Supplied passage:

****************************************

At first blush it seems outrageous: Sue Planned Parenthood after it had been attacked by a gunman in Colorado Springs? If you weren’t following the news last November 27th, Robert Dear, a 57 year old madman, opened fire in the parking lot and then went inside.
Three people were killed and nine were injured over the course of a five-hour standoff before he surrendered.
But can you blame Planned Parenthood, as victims wish to do now in a lawsuit just filed? (Wagner v. Planned Parenthood) Isn’t the gunman the reason those people were killed and injured?
Well, just because the gunman may be responsible doesn’t mean others might not bear some responsibility also.*
And the key principle is this: Property owners owe a duty of reasonable care to those on the premises to keep it safe.
If you owned an apartment building, for example, you would be expected to provide locks. And if the lock is broken, and you dilly-dally a year in fixing it and someone breaks in and rapes/beats/kills a resident? You may be found to have violated that duty of care for not acting reasonably. Locked doors deter and protect.
If the attack happened before you even knew of the broken lock, you would expect a different result. Reasonableness is the touchstone.
If the building were in a high crime neighborhood, a week delay may be unreasonable. In a neighborhood that hasn’t had a break-in since the time of the Great Flood? A week may seem to be perfectly reasonable. It matters what is foreseeable.
So in the case of the Colorado Springs Planned Parenthood, the issues are what kind of threats did it have and what type security did it have? The complaint says many threats but almost no security.
That issue — whether security existed or not and the extent of its existence given threats — will go to the heart and soul of the suit.

****************************************

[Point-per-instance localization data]

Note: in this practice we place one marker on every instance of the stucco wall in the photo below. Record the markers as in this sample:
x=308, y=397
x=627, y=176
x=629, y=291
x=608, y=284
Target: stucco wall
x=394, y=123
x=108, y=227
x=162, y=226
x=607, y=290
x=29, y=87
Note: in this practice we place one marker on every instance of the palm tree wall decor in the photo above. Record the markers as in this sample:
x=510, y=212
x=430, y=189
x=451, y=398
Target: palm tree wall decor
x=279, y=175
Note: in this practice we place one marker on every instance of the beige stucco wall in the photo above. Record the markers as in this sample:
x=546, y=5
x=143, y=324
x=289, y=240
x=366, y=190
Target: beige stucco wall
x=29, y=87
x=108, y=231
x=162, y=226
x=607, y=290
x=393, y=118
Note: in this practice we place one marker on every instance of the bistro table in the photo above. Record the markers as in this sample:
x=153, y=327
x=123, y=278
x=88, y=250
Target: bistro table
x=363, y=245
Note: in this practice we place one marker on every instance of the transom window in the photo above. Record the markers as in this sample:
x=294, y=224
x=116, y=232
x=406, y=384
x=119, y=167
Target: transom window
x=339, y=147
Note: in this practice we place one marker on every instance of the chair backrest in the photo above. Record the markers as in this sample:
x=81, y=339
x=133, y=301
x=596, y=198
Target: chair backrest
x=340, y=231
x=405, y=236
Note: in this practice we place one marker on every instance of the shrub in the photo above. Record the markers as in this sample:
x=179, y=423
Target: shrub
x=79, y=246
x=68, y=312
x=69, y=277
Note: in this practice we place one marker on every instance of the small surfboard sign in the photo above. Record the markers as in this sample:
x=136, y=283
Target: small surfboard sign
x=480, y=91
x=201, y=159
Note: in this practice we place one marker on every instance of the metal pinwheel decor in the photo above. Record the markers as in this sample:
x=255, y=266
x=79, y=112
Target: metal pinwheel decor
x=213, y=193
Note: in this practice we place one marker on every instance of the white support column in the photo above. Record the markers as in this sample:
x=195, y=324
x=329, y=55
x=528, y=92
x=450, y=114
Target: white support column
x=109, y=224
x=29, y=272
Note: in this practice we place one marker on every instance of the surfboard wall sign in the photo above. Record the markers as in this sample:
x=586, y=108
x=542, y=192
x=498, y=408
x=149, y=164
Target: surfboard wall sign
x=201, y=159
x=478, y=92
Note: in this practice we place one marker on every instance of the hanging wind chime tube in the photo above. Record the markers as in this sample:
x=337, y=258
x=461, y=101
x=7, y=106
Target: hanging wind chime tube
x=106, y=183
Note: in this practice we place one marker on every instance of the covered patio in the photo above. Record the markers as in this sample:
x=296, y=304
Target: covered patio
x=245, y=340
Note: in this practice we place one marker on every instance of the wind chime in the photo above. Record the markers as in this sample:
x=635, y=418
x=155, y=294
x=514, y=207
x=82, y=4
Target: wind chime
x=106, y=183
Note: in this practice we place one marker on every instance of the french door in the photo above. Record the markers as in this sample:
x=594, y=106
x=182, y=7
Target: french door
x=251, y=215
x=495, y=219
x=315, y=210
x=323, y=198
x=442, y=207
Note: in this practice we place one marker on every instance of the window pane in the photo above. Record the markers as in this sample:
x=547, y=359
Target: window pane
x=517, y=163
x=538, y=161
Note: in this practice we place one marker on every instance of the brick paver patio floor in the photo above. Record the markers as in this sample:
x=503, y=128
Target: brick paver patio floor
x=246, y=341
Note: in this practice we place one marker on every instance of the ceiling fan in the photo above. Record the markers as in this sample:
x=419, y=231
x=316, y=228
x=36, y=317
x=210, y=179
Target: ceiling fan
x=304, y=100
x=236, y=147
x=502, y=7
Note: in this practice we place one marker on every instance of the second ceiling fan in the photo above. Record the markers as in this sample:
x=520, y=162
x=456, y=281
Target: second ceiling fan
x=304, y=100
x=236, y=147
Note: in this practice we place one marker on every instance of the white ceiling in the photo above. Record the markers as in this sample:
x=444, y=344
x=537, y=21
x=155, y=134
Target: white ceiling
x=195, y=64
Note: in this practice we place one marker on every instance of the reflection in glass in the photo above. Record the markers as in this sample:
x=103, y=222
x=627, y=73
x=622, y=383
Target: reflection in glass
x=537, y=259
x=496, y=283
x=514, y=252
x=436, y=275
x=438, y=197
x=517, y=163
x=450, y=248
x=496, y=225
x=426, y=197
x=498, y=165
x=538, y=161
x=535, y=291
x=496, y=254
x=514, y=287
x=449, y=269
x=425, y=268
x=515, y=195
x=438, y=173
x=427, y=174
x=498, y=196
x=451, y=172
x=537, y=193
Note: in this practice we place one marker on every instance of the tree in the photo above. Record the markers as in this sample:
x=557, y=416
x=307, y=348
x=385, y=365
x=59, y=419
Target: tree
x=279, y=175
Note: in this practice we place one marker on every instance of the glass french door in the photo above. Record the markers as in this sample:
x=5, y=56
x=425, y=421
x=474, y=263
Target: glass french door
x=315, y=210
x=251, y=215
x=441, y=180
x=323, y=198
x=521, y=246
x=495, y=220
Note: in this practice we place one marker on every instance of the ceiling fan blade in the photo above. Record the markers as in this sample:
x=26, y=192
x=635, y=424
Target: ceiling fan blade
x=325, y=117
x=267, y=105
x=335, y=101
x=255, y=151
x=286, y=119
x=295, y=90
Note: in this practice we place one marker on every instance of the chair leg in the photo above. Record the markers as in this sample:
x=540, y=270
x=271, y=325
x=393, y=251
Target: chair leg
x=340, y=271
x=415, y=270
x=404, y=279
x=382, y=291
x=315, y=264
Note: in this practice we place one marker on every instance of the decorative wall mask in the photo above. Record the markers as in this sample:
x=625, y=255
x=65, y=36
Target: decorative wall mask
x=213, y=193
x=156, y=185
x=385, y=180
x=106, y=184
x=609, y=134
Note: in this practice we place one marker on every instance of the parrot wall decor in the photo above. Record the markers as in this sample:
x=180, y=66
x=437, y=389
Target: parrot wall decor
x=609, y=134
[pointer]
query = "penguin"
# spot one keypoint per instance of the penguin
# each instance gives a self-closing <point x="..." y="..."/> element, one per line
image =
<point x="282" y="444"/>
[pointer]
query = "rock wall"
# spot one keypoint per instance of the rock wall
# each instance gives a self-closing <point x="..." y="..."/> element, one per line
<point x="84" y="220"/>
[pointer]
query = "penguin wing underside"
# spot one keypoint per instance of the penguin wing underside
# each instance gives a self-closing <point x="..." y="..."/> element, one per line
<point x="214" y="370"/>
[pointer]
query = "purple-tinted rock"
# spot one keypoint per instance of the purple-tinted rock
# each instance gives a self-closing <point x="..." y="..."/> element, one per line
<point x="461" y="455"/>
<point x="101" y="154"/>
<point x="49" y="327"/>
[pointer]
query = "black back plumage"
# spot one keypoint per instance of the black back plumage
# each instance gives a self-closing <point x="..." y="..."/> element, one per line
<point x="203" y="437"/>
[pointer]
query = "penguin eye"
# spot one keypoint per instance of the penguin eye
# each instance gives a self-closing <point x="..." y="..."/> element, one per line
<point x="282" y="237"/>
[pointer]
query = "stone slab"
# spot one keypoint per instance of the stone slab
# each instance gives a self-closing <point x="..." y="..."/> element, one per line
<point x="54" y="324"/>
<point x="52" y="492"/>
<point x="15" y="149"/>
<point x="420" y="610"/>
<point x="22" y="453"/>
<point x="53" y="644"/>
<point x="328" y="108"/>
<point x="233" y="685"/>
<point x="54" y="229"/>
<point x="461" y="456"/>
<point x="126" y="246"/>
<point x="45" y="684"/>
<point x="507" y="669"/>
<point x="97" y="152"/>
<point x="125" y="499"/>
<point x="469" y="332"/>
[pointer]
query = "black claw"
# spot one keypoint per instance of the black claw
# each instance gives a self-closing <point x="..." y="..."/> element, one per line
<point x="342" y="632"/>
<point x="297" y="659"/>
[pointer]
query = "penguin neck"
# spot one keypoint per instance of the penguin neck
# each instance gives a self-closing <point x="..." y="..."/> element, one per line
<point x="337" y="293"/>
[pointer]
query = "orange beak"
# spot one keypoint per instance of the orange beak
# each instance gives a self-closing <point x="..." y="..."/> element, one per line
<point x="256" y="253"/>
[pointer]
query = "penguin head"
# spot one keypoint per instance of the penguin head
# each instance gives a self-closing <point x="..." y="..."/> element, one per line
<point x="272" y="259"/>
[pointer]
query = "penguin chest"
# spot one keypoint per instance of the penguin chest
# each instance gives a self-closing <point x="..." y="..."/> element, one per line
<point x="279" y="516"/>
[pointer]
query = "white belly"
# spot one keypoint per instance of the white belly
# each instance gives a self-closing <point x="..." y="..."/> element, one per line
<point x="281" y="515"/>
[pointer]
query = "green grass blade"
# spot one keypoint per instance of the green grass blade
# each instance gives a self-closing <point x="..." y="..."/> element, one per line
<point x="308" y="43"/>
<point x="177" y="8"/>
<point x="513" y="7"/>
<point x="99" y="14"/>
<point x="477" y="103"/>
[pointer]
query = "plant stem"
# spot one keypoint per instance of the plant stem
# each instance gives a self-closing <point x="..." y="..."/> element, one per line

****************************************

Required actions:
1. In the article about the Planned Parenthood lawsuit, how many people were killed and how many were injured in the Colorado Springs attack?
2. Using the article about the Planned Parenthood lawsuit, explain why a one-week delay in fixing a broken lock could be judged differently depending on the neighborhood.
3. Write the next part of the article about the Planned Parenthood lawsuit, continuing after its final sentence.

Results of the tasks:
1. Three people were killed and nine were injured.

2. In a high-crime neighborhood a week's delay may be unreasonable. In a neighborhood that has had no break-ins in a very long time, the same delay may seem perfectly reasonable. The difference comes from what is foreseeable, and reasonableness is the touchstone of the owner's duty of care.

3.
The issue that will follow, of course, is causation: What good would the security have done in the face of a crazed gunman. Wouldn’t he get in anyway? One would think that, with locked doors or other means of stalling him, others inside the building may have had a better opportunity to call for the police or to escape.
Negligence and causation are the two fundamental issues of any suit for negligence.
Since I work without any direct knowledge, and just a couple of news articles, I mean only to write broadly. I do so because this is exactly the type of case for which knee-jerk political responses are possible.
But there aren’t really any political components in such a suit. It’s simply a matter of whether reasonable security existed given whatever threats may have been known, and the degree to which reasonable security would have helped.
It would seem to me that, if the clinic did not have, at a minimum, a good locked door and buzzer system, then Planned Parenthood’s insurance company should be getting ready to write checks. Whether more than that is needed, may well be a question for a jury one day.
*(I write generally about principles involved here since I’m not admitted in Colorado.)